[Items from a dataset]
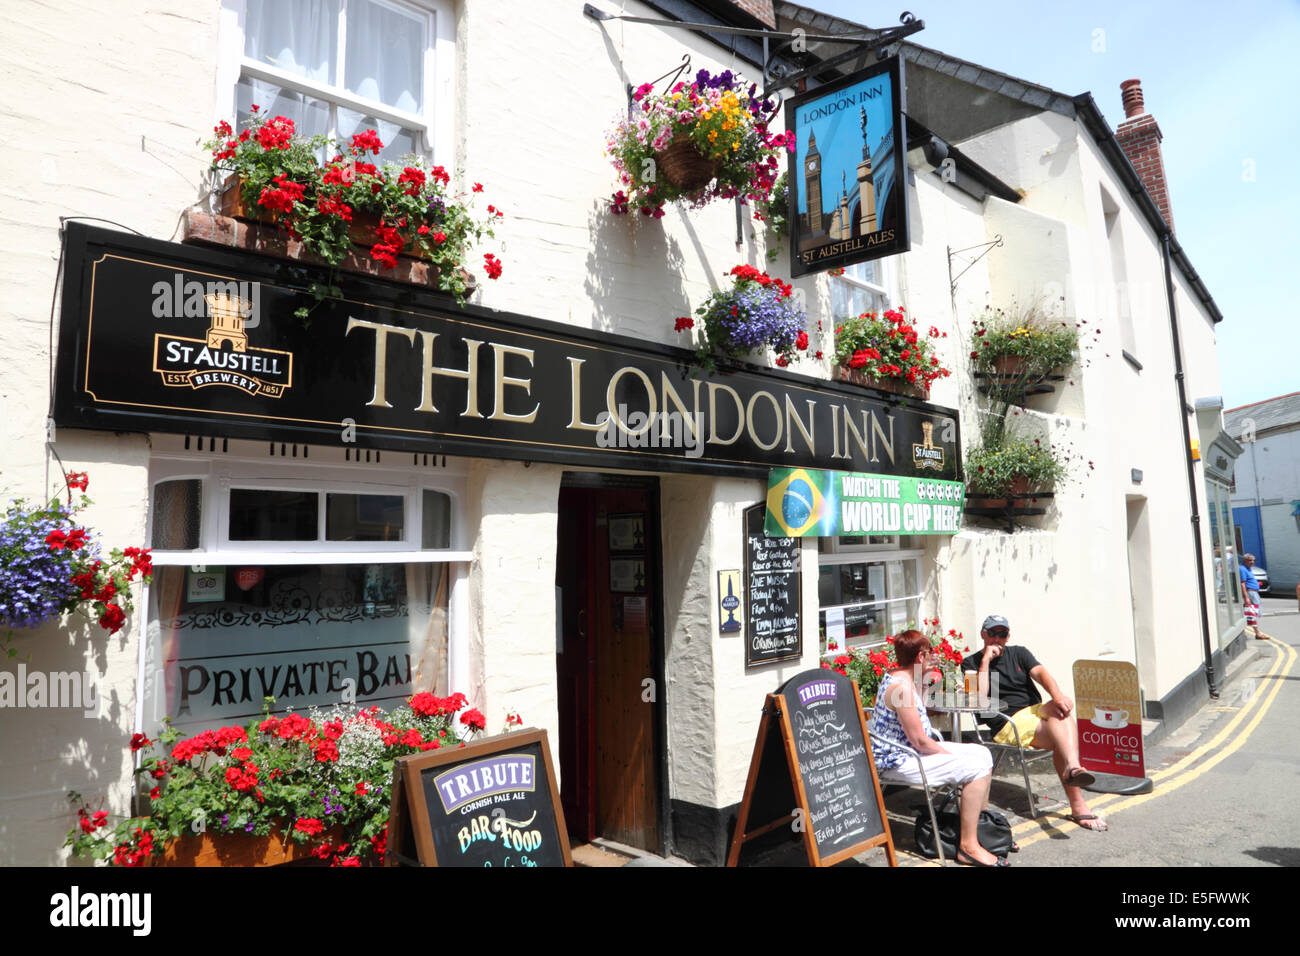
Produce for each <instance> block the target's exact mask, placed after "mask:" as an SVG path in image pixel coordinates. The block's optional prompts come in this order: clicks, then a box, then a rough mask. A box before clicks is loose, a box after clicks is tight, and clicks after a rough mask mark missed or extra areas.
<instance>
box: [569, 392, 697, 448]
mask: <svg viewBox="0 0 1300 956" xmlns="http://www.w3.org/2000/svg"><path fill="white" fill-rule="evenodd" d="M597 424H599V425H601V427H602V428H601V431H599V432H597V433H595V444H597V445H599V446H601V447H602V449H681V450H682V451H685V455H686V458H699V457H701V455H703V454H705V415H703V412H698V411H697V412H694V414H693V415H684V414H681V412H676V411H651V412H643V411H632V412H629V411H628V407H627V406H625V405H620V406H619V407H617V408H616V410H614V411H612V412H608V411H603V412H601V415H599V418H598V419H597Z"/></svg>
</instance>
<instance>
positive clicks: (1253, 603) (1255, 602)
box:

◆ **Task objective**
Rewrite the rows above with every "positive clicks" changed to "foreground clicks" and nothing else altered, omitting the pictures.

◆ **Task result**
Produce for each <instance> block the target's exact mask, placed after "mask:" as an SVG path in image pixel coordinates. The block's optional prompts come in this order: clicks, then a box, then a rough mask. A box before clicks is loose, a box after clicks is tight, and clicks after a rough mask mark missed or extra areas.
<instance>
box: [569, 392, 697, 448]
mask: <svg viewBox="0 0 1300 956" xmlns="http://www.w3.org/2000/svg"><path fill="white" fill-rule="evenodd" d="M597 424H599V425H601V427H602V428H601V431H599V432H597V433H595V444H597V445H599V446H601V447H602V449H681V450H682V451H685V455H686V458H699V457H701V455H703V454H705V415H703V412H698V411H697V412H694V414H693V415H684V414H681V412H676V411H651V412H643V411H632V412H629V411H628V407H627V406H625V405H620V406H619V407H617V408H616V410H614V411H612V412H608V411H603V412H601V415H599V418H598V419H597Z"/></svg>
</instance>
<instance>
foreground clicks: (1253, 603) (1255, 602)
box:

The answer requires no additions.